» Task goal
In the entries below, how many lines contain the string "windshield"? Reply with the number alone.

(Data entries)
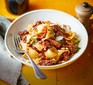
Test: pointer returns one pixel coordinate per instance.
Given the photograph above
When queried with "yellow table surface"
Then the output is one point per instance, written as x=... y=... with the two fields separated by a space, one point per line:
x=78 y=73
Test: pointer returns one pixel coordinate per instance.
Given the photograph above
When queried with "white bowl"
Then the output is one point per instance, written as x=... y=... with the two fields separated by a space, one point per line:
x=46 y=15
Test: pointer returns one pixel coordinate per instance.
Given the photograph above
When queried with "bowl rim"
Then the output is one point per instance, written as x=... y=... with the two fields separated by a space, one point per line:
x=52 y=66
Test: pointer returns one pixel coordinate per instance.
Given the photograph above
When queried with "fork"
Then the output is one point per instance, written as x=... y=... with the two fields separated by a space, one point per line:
x=39 y=74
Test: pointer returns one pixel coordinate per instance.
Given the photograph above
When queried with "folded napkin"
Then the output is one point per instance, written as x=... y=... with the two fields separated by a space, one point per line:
x=10 y=69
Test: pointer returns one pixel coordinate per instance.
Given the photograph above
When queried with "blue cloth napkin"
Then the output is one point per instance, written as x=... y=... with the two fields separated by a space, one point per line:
x=10 y=69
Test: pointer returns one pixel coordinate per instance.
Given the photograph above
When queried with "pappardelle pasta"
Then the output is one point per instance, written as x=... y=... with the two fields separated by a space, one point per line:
x=49 y=43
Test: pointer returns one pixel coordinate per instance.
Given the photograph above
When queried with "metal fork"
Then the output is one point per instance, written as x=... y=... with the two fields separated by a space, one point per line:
x=39 y=74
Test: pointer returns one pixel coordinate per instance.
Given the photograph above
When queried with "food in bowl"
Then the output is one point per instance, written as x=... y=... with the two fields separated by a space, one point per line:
x=49 y=43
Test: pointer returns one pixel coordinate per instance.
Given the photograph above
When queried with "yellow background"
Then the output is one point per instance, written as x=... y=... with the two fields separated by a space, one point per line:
x=78 y=73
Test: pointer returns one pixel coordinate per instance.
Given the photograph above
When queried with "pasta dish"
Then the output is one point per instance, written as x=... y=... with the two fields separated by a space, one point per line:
x=49 y=43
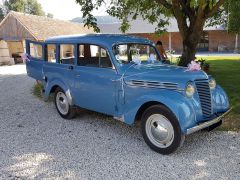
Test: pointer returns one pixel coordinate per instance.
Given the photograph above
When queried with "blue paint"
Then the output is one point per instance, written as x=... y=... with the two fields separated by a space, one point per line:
x=111 y=90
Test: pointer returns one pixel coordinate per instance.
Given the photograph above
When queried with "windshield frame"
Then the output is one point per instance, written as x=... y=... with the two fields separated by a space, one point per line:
x=139 y=43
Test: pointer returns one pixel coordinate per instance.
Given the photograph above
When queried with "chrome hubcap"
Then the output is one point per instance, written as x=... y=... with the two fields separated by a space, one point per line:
x=159 y=130
x=62 y=103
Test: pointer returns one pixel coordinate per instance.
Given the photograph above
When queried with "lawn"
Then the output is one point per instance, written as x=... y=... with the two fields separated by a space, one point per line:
x=226 y=71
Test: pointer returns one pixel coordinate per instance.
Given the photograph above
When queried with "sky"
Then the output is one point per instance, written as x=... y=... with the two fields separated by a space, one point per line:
x=64 y=9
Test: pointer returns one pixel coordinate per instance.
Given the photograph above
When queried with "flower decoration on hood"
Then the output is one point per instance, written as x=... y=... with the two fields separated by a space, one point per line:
x=194 y=66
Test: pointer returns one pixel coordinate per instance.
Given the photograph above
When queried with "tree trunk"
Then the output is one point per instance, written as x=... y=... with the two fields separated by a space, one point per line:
x=189 y=51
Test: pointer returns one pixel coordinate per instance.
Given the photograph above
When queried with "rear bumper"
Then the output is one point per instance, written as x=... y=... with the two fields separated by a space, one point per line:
x=207 y=123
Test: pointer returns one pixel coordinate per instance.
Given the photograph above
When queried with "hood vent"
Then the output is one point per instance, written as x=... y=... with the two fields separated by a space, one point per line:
x=154 y=84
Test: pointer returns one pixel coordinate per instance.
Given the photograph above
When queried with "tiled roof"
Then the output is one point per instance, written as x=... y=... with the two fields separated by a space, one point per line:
x=42 y=27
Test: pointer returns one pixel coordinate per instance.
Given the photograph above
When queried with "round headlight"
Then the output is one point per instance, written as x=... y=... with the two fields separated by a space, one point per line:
x=212 y=84
x=190 y=90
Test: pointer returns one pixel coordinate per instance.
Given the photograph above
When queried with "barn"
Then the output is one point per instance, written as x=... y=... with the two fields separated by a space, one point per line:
x=214 y=39
x=16 y=27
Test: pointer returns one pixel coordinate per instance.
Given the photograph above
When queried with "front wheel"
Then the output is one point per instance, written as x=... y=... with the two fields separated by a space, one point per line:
x=63 y=107
x=161 y=130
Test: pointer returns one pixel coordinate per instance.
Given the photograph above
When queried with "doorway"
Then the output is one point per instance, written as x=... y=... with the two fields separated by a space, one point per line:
x=16 y=49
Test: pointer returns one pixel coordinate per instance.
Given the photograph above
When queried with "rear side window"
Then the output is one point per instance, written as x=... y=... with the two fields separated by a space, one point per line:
x=36 y=51
x=67 y=54
x=93 y=56
x=51 y=53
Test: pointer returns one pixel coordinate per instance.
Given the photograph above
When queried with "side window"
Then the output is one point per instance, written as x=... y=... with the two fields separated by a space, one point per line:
x=36 y=51
x=51 y=53
x=67 y=54
x=93 y=56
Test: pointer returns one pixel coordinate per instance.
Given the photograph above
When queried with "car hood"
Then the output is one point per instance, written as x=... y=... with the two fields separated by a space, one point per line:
x=162 y=74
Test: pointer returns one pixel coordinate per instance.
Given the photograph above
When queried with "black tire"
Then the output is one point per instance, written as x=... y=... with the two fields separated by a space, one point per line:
x=71 y=112
x=177 y=138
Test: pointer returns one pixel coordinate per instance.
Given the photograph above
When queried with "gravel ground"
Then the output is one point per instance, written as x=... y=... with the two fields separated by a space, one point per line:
x=35 y=143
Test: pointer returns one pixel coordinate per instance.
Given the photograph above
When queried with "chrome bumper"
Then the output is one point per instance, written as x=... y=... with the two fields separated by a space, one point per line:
x=207 y=124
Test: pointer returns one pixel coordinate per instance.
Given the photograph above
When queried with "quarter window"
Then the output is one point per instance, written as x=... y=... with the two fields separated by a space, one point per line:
x=67 y=54
x=93 y=56
x=36 y=51
x=51 y=53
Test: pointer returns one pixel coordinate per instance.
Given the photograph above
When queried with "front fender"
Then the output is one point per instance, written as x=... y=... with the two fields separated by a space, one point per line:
x=220 y=100
x=50 y=84
x=179 y=104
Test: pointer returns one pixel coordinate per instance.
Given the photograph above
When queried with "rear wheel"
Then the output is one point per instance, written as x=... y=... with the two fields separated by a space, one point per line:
x=62 y=104
x=161 y=130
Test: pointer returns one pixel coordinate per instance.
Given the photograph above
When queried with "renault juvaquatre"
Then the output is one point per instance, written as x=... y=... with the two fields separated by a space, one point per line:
x=124 y=77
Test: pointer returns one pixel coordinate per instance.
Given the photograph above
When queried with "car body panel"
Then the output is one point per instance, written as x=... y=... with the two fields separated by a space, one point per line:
x=122 y=90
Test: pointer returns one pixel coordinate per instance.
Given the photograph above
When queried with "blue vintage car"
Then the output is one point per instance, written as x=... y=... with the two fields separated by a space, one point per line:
x=123 y=76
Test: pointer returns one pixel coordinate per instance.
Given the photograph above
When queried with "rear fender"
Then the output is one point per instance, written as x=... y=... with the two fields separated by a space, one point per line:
x=50 y=85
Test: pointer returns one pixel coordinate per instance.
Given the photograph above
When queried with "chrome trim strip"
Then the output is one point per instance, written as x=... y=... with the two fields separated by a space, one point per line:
x=207 y=124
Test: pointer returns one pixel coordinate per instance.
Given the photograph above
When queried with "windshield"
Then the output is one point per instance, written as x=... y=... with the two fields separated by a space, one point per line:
x=138 y=53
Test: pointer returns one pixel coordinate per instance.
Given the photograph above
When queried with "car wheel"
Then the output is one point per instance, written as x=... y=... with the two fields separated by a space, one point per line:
x=63 y=107
x=161 y=130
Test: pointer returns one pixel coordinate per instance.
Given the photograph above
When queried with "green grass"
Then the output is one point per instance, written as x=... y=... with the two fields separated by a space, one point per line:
x=226 y=71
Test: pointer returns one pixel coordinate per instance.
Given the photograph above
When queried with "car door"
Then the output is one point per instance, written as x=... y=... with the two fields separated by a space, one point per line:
x=34 y=64
x=95 y=80
x=60 y=63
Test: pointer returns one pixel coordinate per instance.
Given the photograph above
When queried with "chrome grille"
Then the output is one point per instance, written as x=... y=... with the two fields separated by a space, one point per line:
x=154 y=84
x=204 y=94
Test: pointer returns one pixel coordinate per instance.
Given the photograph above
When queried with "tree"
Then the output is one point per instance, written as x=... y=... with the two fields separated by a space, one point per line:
x=191 y=17
x=26 y=6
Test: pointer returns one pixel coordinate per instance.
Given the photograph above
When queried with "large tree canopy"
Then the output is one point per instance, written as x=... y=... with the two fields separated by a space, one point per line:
x=191 y=16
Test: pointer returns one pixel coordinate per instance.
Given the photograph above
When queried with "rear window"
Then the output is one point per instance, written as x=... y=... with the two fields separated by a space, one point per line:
x=36 y=51
x=67 y=54
x=51 y=53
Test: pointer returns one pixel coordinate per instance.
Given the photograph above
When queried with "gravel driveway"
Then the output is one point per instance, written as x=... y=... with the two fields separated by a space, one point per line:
x=35 y=143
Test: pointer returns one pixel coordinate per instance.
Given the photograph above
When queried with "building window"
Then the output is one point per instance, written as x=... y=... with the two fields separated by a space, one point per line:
x=67 y=54
x=36 y=51
x=51 y=53
x=203 y=44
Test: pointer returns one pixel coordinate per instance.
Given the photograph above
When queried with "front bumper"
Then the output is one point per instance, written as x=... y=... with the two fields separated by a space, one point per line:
x=207 y=123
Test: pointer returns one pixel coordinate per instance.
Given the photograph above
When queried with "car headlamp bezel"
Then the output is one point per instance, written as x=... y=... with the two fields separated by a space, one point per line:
x=190 y=90
x=212 y=83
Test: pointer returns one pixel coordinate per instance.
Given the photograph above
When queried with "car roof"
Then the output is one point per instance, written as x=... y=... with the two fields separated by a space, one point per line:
x=101 y=39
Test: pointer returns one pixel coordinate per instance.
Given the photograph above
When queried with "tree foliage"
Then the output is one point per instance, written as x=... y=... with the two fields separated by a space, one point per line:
x=191 y=16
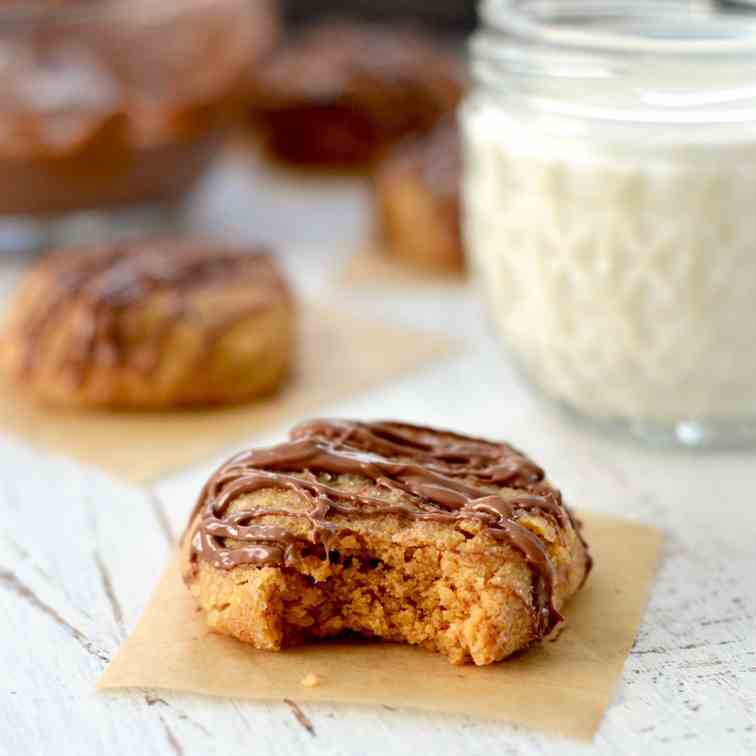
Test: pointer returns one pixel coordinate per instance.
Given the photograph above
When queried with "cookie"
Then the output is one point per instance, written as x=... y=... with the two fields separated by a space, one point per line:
x=417 y=190
x=340 y=92
x=150 y=325
x=387 y=530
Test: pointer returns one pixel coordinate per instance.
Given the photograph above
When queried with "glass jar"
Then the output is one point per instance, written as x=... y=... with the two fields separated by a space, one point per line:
x=111 y=110
x=610 y=208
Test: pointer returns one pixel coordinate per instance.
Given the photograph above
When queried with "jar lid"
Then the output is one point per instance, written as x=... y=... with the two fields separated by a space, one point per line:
x=622 y=61
x=671 y=27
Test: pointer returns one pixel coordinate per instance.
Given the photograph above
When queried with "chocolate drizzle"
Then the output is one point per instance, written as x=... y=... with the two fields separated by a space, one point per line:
x=93 y=285
x=439 y=476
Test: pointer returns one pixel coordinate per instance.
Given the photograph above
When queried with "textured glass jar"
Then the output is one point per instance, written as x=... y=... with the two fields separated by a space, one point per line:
x=610 y=208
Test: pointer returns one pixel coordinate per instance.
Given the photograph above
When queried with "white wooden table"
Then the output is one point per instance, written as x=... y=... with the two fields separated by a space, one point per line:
x=80 y=553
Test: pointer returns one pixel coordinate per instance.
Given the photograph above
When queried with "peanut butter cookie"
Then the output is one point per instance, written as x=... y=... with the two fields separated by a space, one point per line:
x=149 y=325
x=388 y=530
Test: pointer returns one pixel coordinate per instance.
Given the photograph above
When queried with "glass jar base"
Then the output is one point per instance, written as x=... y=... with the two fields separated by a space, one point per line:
x=684 y=434
x=29 y=233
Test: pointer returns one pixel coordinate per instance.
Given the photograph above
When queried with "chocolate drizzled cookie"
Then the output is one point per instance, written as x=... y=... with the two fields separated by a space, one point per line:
x=400 y=518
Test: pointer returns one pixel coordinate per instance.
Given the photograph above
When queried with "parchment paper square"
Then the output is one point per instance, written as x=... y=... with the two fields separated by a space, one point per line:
x=562 y=686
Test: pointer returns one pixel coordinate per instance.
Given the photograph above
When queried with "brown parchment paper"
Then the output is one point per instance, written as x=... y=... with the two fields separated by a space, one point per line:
x=562 y=686
x=338 y=356
x=368 y=265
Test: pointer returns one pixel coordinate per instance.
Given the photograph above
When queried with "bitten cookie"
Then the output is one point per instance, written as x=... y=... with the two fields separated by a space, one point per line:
x=341 y=92
x=388 y=530
x=417 y=194
x=150 y=324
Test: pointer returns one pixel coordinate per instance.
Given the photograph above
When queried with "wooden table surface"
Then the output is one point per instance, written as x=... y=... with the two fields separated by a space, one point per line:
x=80 y=552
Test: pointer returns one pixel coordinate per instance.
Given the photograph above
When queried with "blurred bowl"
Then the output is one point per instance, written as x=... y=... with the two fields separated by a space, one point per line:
x=117 y=105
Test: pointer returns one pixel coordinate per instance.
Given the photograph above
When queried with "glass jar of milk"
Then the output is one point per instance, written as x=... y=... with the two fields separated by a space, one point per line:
x=610 y=208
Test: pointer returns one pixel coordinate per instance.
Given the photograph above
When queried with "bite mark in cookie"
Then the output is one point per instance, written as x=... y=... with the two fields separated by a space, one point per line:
x=384 y=529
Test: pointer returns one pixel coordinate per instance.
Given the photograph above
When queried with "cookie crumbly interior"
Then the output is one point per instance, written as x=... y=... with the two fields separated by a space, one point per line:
x=454 y=589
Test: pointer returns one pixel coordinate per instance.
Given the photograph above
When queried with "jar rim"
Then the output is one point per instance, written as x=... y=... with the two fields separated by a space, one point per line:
x=671 y=28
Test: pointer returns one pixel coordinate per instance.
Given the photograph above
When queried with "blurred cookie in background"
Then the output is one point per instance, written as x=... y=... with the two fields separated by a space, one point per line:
x=417 y=190
x=338 y=93
x=150 y=325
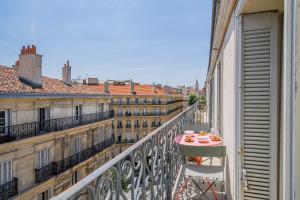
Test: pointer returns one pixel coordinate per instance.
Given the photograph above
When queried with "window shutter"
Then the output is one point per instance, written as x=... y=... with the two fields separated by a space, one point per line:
x=259 y=105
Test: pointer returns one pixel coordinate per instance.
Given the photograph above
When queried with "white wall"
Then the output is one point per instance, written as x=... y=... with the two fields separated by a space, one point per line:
x=228 y=105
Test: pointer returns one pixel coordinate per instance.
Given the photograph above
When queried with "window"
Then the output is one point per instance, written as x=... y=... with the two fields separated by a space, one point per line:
x=120 y=111
x=3 y=120
x=75 y=177
x=136 y=110
x=44 y=158
x=45 y=195
x=5 y=172
x=100 y=107
x=76 y=145
x=78 y=111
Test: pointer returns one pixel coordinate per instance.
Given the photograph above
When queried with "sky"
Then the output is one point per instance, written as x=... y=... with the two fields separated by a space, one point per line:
x=149 y=41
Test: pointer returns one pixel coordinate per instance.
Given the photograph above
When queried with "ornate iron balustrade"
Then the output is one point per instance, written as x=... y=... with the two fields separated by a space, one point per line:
x=77 y=158
x=119 y=114
x=9 y=189
x=21 y=131
x=119 y=126
x=146 y=170
x=55 y=168
x=155 y=125
x=128 y=126
x=128 y=114
x=175 y=109
x=145 y=125
x=147 y=103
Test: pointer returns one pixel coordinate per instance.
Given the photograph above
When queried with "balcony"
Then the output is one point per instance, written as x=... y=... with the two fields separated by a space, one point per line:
x=147 y=103
x=174 y=110
x=145 y=125
x=119 y=114
x=9 y=189
x=128 y=114
x=153 y=125
x=148 y=169
x=22 y=131
x=120 y=126
x=56 y=168
x=128 y=126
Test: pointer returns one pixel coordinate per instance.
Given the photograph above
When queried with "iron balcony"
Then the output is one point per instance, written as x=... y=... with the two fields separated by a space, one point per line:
x=55 y=168
x=26 y=130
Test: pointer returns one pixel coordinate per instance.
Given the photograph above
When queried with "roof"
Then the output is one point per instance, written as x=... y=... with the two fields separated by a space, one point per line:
x=139 y=89
x=12 y=85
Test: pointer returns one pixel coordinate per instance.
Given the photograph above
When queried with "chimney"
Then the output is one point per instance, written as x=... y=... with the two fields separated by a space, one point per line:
x=30 y=66
x=106 y=87
x=66 y=73
x=131 y=87
x=154 y=88
x=16 y=65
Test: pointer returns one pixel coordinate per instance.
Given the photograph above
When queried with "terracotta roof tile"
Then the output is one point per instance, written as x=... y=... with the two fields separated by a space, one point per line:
x=139 y=90
x=10 y=83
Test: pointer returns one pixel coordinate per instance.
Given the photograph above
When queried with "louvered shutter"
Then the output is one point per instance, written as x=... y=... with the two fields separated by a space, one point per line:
x=260 y=84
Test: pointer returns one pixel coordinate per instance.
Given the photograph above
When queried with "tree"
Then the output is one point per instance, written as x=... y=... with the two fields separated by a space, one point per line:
x=192 y=99
x=202 y=102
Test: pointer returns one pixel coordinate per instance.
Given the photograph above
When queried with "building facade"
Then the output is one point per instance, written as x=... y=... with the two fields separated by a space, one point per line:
x=139 y=109
x=52 y=134
x=252 y=96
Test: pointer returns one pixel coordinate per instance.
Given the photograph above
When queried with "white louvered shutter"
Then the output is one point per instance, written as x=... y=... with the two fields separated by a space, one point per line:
x=260 y=84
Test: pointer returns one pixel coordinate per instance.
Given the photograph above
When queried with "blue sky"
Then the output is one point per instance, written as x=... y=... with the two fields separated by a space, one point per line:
x=161 y=41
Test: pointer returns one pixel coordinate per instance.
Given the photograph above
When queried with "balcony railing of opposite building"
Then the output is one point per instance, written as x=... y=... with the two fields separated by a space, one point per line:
x=9 y=189
x=127 y=113
x=145 y=125
x=147 y=103
x=128 y=126
x=55 y=168
x=119 y=114
x=149 y=167
x=175 y=109
x=154 y=125
x=21 y=131
x=120 y=126
x=126 y=141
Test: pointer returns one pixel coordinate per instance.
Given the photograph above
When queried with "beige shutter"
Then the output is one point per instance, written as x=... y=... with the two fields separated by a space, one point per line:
x=260 y=84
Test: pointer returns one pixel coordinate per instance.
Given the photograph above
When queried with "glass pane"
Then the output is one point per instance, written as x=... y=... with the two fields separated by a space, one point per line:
x=2 y=122
x=2 y=114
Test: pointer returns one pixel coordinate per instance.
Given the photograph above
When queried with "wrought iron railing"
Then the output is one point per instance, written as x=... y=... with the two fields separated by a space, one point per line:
x=128 y=126
x=21 y=131
x=9 y=189
x=55 y=168
x=175 y=109
x=146 y=170
x=127 y=113
x=147 y=102
x=155 y=125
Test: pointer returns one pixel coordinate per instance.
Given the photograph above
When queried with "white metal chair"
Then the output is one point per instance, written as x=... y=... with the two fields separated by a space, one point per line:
x=207 y=173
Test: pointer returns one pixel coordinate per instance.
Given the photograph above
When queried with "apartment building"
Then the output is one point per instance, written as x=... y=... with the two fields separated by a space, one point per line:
x=253 y=95
x=52 y=133
x=139 y=108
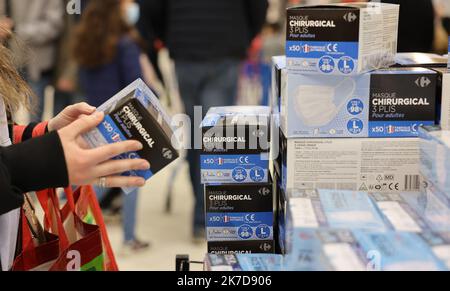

» Problem solution
2